### Work instructions
Reproduce the stretch from "Professional ratings" through "album Bad Girls." in the article below on The Painter album, keeping every word and mark unchanged.

Studio album by KC and the Sunshine Band
- Released: September 1981
- Studio: Sunshine Sound Enterprises (Miami, Florida)
- Genre: Pop, disco, funk, R&B
- Length: 37:51
- Label: Epic
- Producer: H. W. Casey, Richard Finch

KC and the Sunshine Band chronology
| Space Cadet Solo Flight (1981) | The Painter (1981) | All in a Night's Work (1982) |

= The Painter (KC and the Sunshine Band album) =

The Painter is the eighth studio album by the funk and disco group KC and the Sunshine Band. Produced by Harry Wayne Casey and Richard Finch, it was released in September 1981 on the Epic label.

Professional ratings
Review scores
| Source | Rating |
| AllMusic |  |

==History==
The Painter, like its predecessor, was not successful, as the band turned to a more pop-focused music.

A notable track on this album is the ballad "All Through the Night". The song was co-written by Bruce Roberts and Donna Summer, and was first recorded by Summer for her 1979 album Bad Girls.

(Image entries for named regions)
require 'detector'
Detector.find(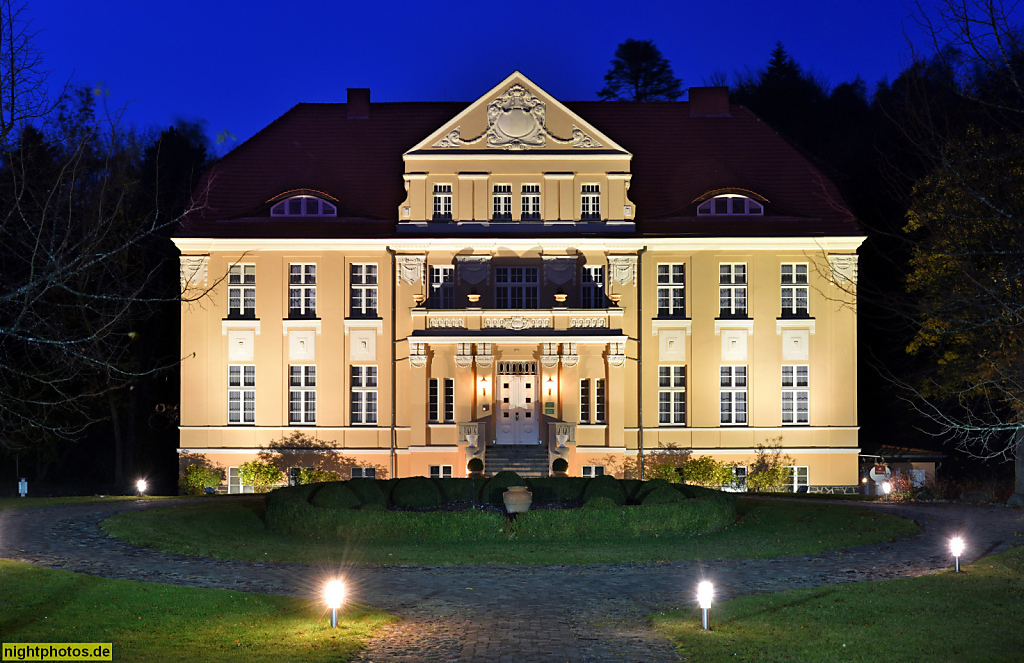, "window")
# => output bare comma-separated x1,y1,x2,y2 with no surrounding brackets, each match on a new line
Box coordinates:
580,264,604,308
430,465,452,479
434,184,452,221
782,366,811,425
227,364,256,424
288,364,316,425
657,366,686,426
350,264,377,318
490,184,512,221
427,377,455,423
580,184,601,221
270,196,338,216
657,262,686,318
288,467,312,486
227,264,256,319
495,267,538,308
718,263,746,318
520,184,541,221
428,264,455,308
781,262,807,318
351,366,377,425
721,366,746,426
288,263,316,318
227,467,253,494
785,465,810,493
697,195,765,216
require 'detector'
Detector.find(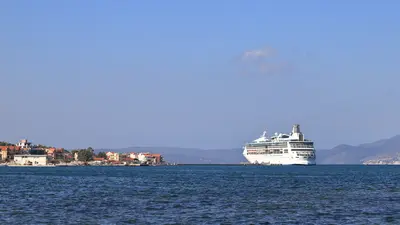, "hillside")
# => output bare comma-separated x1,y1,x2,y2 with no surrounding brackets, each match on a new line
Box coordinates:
96,135,400,164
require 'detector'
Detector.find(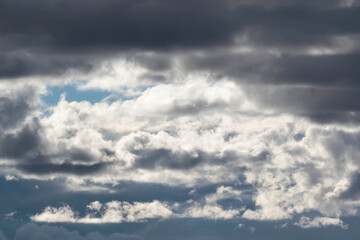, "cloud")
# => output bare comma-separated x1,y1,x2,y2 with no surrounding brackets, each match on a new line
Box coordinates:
30,200,173,224
14,223,143,240
295,216,348,230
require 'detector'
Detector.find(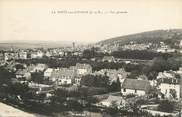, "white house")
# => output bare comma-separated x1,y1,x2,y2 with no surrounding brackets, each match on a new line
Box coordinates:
19,51,27,59
44,68,53,78
75,63,92,75
49,68,75,85
158,78,180,99
121,79,150,96
99,95,126,108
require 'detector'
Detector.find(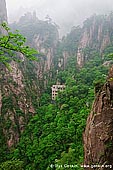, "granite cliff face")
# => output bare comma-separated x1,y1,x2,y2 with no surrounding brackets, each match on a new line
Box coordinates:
83,66,113,170
0,7,58,147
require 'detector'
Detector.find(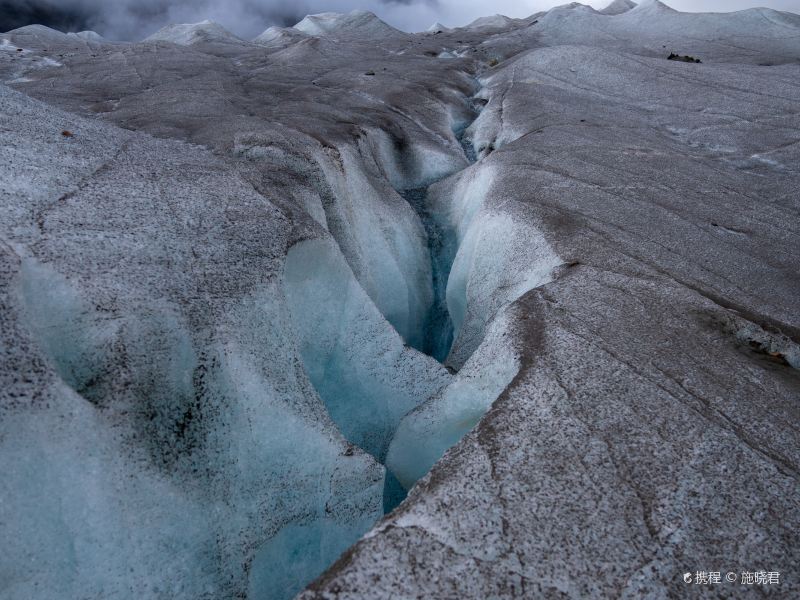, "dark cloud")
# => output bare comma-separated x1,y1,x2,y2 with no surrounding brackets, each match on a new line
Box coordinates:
0,0,800,40
0,0,93,31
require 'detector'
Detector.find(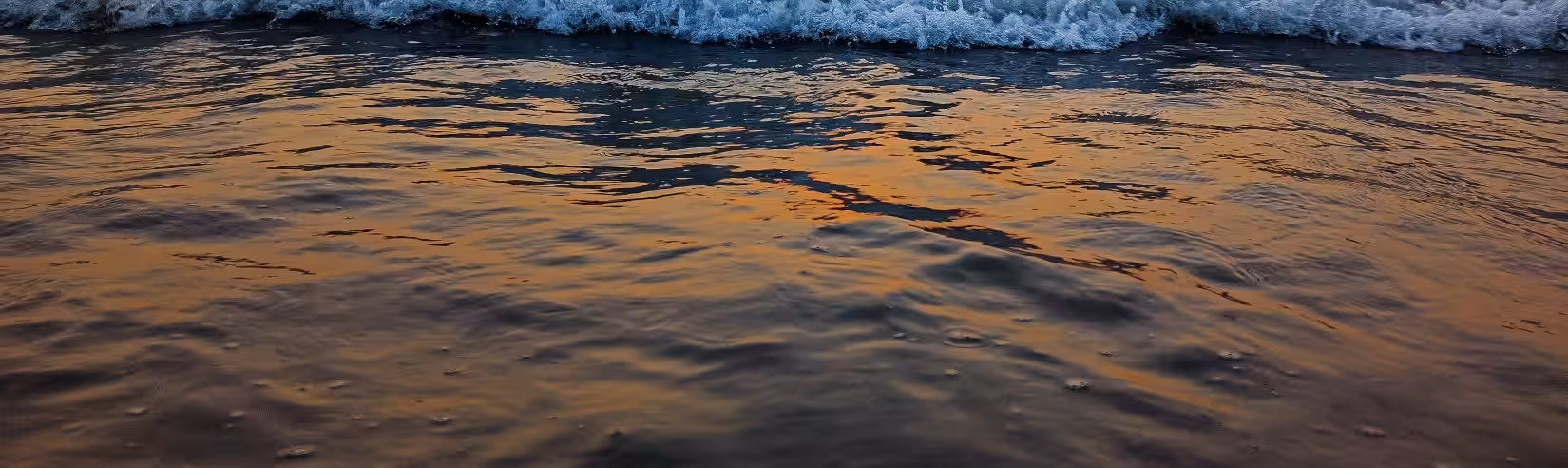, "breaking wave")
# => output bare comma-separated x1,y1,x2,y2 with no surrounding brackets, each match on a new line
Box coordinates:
0,0,1568,51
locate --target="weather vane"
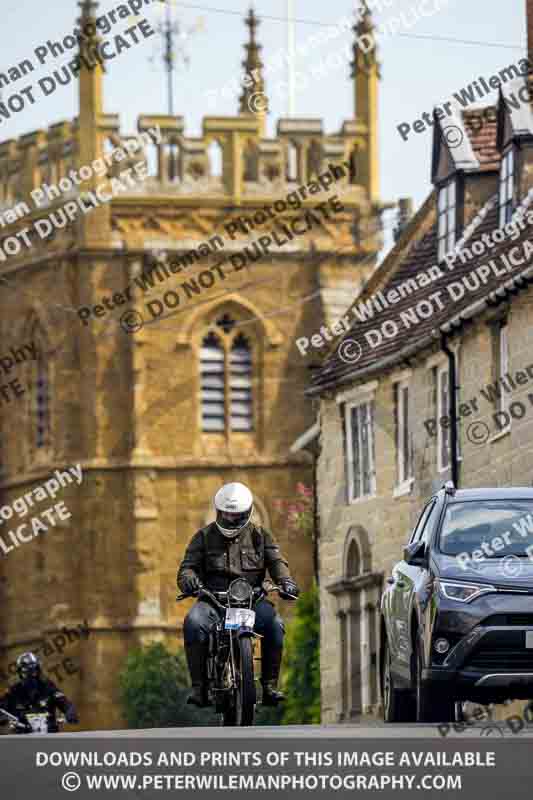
[143,0,205,116]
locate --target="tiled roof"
[462,106,501,172]
[308,106,508,394]
[307,192,533,394]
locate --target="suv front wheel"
[381,638,415,722]
[413,643,455,722]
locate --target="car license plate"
[224,608,255,630]
[26,714,48,733]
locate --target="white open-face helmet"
[215,483,254,539]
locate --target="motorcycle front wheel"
[224,636,256,726]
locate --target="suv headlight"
[437,579,498,603]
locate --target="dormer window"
[500,147,515,227]
[438,180,457,261]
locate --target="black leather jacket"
[0,677,76,733]
[177,522,291,592]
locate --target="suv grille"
[465,647,533,672]
[480,614,533,628]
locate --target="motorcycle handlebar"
[176,586,298,609]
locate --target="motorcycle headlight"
[228,578,252,603]
[437,580,498,603]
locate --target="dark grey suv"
[380,483,533,722]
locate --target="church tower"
[0,0,381,730]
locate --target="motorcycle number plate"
[224,608,255,630]
[26,714,48,733]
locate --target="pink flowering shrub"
[273,482,314,538]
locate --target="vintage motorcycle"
[0,708,66,736]
[176,578,297,725]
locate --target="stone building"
[303,0,533,723]
[0,0,382,729]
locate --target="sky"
[0,0,527,253]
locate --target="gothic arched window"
[200,313,254,433]
[307,140,322,179]
[163,142,181,183]
[243,142,259,181]
[287,142,300,183]
[200,332,225,431]
[30,323,52,451]
[207,140,224,178]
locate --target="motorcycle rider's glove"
[279,578,300,599]
[65,706,79,725]
[15,722,33,733]
[181,573,202,594]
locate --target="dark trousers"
[183,600,285,686]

### Answer below
Professional ratings
Review scores
| Source | Rating |
| AllMusic |  |

==History==
The Painter, like its predecessor, was not successful, as the band turned to a more pop-focused music.

A notable track on this album is the ballad "All Through the Night". The song was co-written by Bruce Roberts and Donna Summer, and was first recorded by Summer for her 1979 album Bad Girls.